PAGE TEXT |
◇ ◇ ◇ ◇ ◇ ◇ ◇

Taichi Takeda 武田 太一

Personal information
- Date of birth: 22 April 1997 (age 28)
- Place of birth: Katano, Osaka, Japan
- Height: 1.84 m (6 ft 0 in)
- Position: Forward

Youth career
- Katano FC
- Hirakata FC
- 2013–2015: Gamba Osaka
- 2016–2019: Waseda University

Senior career*
- Years: Team / Apps / (Gls)
- 2020–2022: Tokushima Vortis / 0 / (0)
- 2021: → Nagano Parceiro (loan) / 6 / (0)
- 2022: → FC Osaka (loan) / 0 / (0)
- 2023: FC Osaka / 0 / (0)

= Taichi Takeda =

Japanese footballer (born 1997)

Taichi Takeda (武田 太一, Takeda Taichi) is a Japanese former footballer who played as a forward. His career was severely affected by injuries, and he retired at the end of the 2023 season with six career appearances in the J3 League.

==Early life==
Takeda was born in Katano, Osaka. He initially took up rugby in his first year of elementary school before switching to football in his second year. He played for Katano FC as a child and Hirakata FC through middle school. During high school, he joined the Gamba Osaka youth academy but was not promoted to the first team.

==University career==
Takeda enrolled in the Sports Science department at Waseda University in 2016. In his third year, he established himself as a regular starter, scoring 10 goals and contributing to Waseda's Kanto University Football League Division 1 title. He was selected for the All-Japan University XI in 2018 and 2019, and for the Denso Cup Challenge Soccer All-Japan XI in 2019. However, in his fourth year he suffered an anterior cruciate ligament tear that kept him out for an extended period.

==Professional career==

===Tokushima Vortis===
Despite still recovering from his knee injury, Takeda signed with Tokushima Vortis ahead of the 2020 season. He did not make any appearances for the club during their 2020 J2 League or 2021 J1 League campaigns.

===Loan to AC Nagano Parceiro===
In 2021, Takeda joined AC Nagano Parceiro on a development loan in the J3 League. He made his professional debut on 10 April 2021 in a J3 match against Fujieda MYFC. He made six league appearances during the loan spell but did not score.

◇ ◇ ◇ ◇ ◇ ◇ ◇

Location identification items |
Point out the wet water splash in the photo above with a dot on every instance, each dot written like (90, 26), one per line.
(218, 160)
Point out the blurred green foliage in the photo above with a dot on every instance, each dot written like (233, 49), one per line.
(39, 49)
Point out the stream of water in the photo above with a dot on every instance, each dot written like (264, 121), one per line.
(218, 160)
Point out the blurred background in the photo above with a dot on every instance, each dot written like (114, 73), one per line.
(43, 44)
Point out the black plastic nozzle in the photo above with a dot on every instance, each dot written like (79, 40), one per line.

◇ ◇ ◇ ◇ ◇ ◇ ◇

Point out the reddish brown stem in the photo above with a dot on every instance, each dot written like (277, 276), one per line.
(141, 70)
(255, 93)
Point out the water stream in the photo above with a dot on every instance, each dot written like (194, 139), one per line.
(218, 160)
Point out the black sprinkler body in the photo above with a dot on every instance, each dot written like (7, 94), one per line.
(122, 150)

◇ ◇ ◇ ◇ ◇ ◇ ◇

LIST OF TASKS |
1. Set down the passage of the Taichi Takeda article from "- 2023: FC Osaka" up to and including "appearances in the J3 League.".
2. Answer these questions using the Taichi Takeda article:
(a) What sport did Takeda take up in his first year of elementary school?
(b) In which years was he selected for the All-Japan University XI?
(c) Which club was the opponent in his professional debut?
3. Extend the Taichi Takeda article past its final sentence.

PER-TASK OUTPUTS |
1.
- 2023: FC Osaka / 0 / (0)

= Taichi Takeda =

Japanese footballer (born 1997)

Taichi Takeda (武田 太一, Takeda Taichi) is a Japanese former footballer who played as a forward. His career was severely affected by injuries, and he retired at the end of the 2023 season with six career appearances in the J3 League.

2.
(a) Rugby
(b) 2018 and 2019
(c) Fujieda MYFC

3.
===FC Osaka===
In February 2022, Takeda was loaned to FC Osaka, then competing in the Japan Football League. He did not make any appearances during the loan.

In January 2023, his permanent transfer to FC Osaka was confirmed as the club entered the J3 League. He also took on a dual role in the club's business department, assisting with public relations activities. However, injuries again prevented him from making any appearances during the 2023 season, and he announced his retirement from professional football at the end of the year.

==Post-playing career==
In January 2024, Takeda joined the FC Osaka front office as a sales and hometown activities staff member in the business division.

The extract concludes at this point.